■ **简短题目**
请把下列全部记录重新写出，将其中的“building facade”改成“building exterior”，其余内容一字不改。答案中不要包含图片。

■ **给定记录**
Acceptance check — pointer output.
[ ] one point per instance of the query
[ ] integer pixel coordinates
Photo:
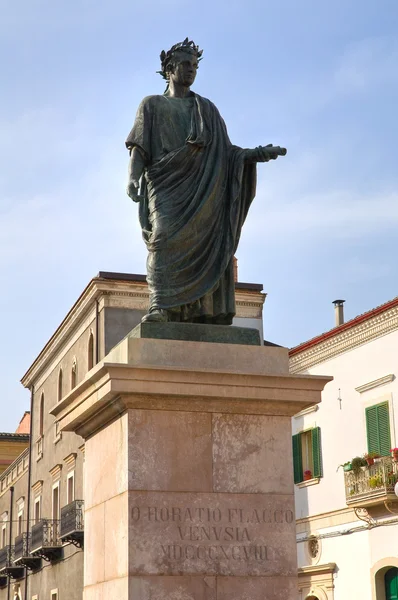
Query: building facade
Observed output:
(346, 508)
(41, 491)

■ **练习答案**
Acceptance check — pointer output.
[ ] one point per instance of the query
[ ] integer pixel coordinates
Photo:
Query: building exterior
Observed output:
(346, 508)
(41, 491)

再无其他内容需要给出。